**WHAT THE EXERCISE ASKS:** Without including any images, reproduce each entry exactly.

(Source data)

--- Begin ---

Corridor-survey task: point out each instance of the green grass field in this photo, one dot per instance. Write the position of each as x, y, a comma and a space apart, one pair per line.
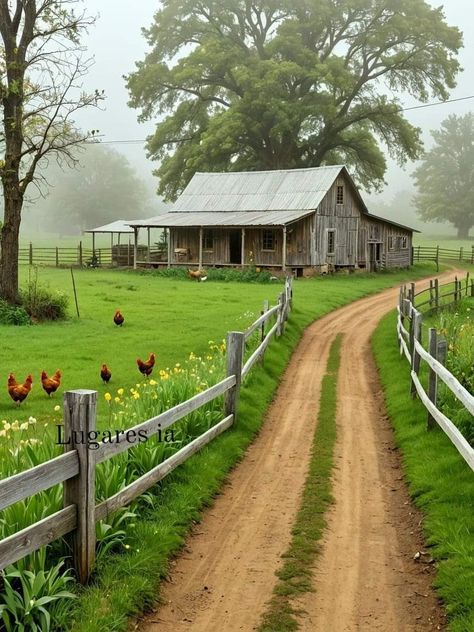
440, 482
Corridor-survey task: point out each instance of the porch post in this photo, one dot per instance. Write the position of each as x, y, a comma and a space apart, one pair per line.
200, 247
169, 246
135, 246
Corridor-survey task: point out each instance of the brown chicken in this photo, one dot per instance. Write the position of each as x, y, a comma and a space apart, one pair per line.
19, 392
118, 318
146, 367
51, 384
105, 374
198, 275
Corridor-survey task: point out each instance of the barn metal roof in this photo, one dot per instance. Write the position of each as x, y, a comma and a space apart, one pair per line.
223, 218
280, 190
120, 226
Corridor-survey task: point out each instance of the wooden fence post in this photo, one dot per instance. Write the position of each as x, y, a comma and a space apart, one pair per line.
266, 305
415, 332
432, 377
235, 353
281, 314
79, 422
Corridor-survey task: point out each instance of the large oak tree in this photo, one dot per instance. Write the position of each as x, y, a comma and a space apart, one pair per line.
246, 85
41, 71
445, 178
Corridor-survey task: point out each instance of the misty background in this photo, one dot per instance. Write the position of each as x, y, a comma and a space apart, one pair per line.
116, 42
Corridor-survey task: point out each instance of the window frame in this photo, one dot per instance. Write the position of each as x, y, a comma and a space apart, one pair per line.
331, 231
207, 234
265, 233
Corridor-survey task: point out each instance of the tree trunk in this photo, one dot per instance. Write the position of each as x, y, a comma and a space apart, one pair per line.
9, 250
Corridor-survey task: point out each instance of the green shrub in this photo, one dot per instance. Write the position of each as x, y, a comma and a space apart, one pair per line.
13, 314
41, 303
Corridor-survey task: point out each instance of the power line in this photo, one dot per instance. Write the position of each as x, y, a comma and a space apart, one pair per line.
132, 141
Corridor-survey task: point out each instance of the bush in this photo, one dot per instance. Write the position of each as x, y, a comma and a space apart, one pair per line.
13, 314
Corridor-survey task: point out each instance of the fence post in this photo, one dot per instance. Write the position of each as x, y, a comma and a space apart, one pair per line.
432, 377
280, 314
235, 353
79, 420
415, 357
264, 310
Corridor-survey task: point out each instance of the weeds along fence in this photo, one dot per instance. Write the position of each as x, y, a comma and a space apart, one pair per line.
73, 256
76, 468
410, 341
437, 254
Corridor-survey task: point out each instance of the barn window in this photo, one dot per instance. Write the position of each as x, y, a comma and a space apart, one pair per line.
208, 240
331, 242
268, 240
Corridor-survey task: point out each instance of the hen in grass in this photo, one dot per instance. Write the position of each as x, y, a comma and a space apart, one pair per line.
146, 367
118, 318
51, 384
105, 374
19, 392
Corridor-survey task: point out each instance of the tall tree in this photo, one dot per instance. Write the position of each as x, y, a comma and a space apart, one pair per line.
246, 84
102, 188
445, 178
41, 68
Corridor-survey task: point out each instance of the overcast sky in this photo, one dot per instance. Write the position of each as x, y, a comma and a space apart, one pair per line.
117, 43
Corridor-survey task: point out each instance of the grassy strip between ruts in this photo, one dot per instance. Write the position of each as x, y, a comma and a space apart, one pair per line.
124, 585
296, 575
440, 482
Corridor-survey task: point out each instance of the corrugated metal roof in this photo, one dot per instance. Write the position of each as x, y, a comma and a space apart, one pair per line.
219, 218
120, 226
280, 190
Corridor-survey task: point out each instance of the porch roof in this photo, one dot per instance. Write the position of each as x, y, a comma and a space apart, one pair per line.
240, 219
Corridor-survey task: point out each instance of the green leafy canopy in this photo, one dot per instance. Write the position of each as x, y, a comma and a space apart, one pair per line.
247, 85
445, 178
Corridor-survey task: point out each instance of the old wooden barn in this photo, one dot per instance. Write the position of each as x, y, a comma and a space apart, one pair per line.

--- End ---

**ANSWER BELOW:**
Corridor-survey task: point out each instance of the green grass field in this photo, one dot per instance. Write the position of each as x, y, a comma and a space apart, one pair per line.
440, 482
Corridor-survey task: point out each instance of the porch post in this photo, one dot per instance. Write the position of each as x, y, a comma and a space apart, one pair per line.
200, 247
169, 246
135, 246
Corridor-survey task: point out each instance of the brown chicken in this photo, one dot per instance. Write the position of each as x, y, a comma and a space apart, one pair per line.
19, 392
118, 318
146, 367
51, 384
105, 374
198, 275
Corridor-survey task: point out each instance of the barn metal roof in this photo, one dot per instance. Write the position of each as x, y, a comma and a space apart, one pair per line.
223, 218
280, 190
120, 226
Corridor-survey task: point out each instance of the wooden fence post in this photo, one dot per instance. Write the position of each as x, y, a comma and a space apart, one pair per line.
266, 305
415, 332
432, 377
235, 353
281, 314
79, 422
Corridor-survey task: point out each instance of the large oak tree in this photo, one dot per instance. Write the position of each as x, y, a comma and a space apart, one pair per line.
246, 85
41, 71
445, 178
Corridor-survey task: point out each instance of the misty background in this photo, one dot per instance. Write the position of each as x, y, a comma and a space apart, one pair per line.
116, 42
Corridor-survey task: point out each instance of the window frame in this photo, one dot per instance. Write the position of each as x, y, a comma and a space apart, one pair per line.
331, 231
207, 234
265, 233
Corridor-survey task: point out each instance of the tree trunk in this photo, one dot per instance. Write the position of each as x, y, a comma and a space apart, one pair per line.
9, 250
Corridor-survey task: point out each instance of the green shrub in this photo, one dot per instance. Write the position of each as x, y, a comma and a space apart, one pair per line.
13, 314
41, 303
Corridor-survey task: point out each instance of the power line in this photo, one dot per instance. Write the position of each as x, y, a comma and a space apart, one pair per line.
132, 141
Corridor-survey task: point out each instance of the bush in this photo, one dot per instance. Write the position of each as x, y, a comma and a space apart, one pair per line.
13, 314
Corridor-survey task: point out each instance of the fence post in this photo, one dot per instance. Write the position of each as x, y, a comma and a space apart, one pair per line.
432, 377
280, 314
235, 353
79, 420
415, 357
264, 310
Corridor-survey task: point out each instance of the weeds along fence in this photo, one dot per instance. Write the position of each as x, y, a comma and a space apart, one pair per line.
73, 256
76, 468
410, 341
437, 254
Corridor-survey task: point out each instance of the barn window in this photo, one dot per instance. Write the position of each as x, y, a comma and a space apart, one pair per line.
208, 240
331, 242
268, 240
Corridor-survey task: point out each instance of the hen in grass in this photo, one dot per instance. Write the position of each as x, y, a comma and a space apart, one pair per line.
146, 367
118, 318
51, 384
105, 374
19, 392
Corridor-survey task: point out each instance of the tall tree in this photo, one dot per instance. Write the position of each as x, y, a comma and a space apart, one pair per line.
246, 84
102, 188
445, 178
41, 68
Corridor-survey task: point out each instance of the overcast sky in this photo, one dot per instance. Write the position of each as x, y, a comma and a space apart, one pair per line.
117, 43
Corridor-survey task: point out each instance of the grassy strip between ruts in this photo, one dot per instance. Write the position of each as x, y, a comma and a space apart, one pair per line.
124, 585
296, 575
440, 482
Corridor-survey task: point out each instance of the corrugated metal roof in this photo, one dot per instance. Write the position of each as x, y, a comma and a space apart, one pair per line.
219, 218
120, 226
280, 190
Corridor-survey task: point out each instance of the porch roof in this photo, one dot per instance. Write the position of each as x, y, a comma and a space apart, one pair per line.
240, 219
Corridor-survey task: point out each instance of the green leafy canopy in this photo, one dot per instance. Write the position of each as x, y, a comma and a space apart, one pair per line.
247, 85
445, 178
Corridor-survey task: point out each instance of the old wooden barn in this photo, one dot per instance. Write the position of each as x, y, a comma and a space apart, one pair per line.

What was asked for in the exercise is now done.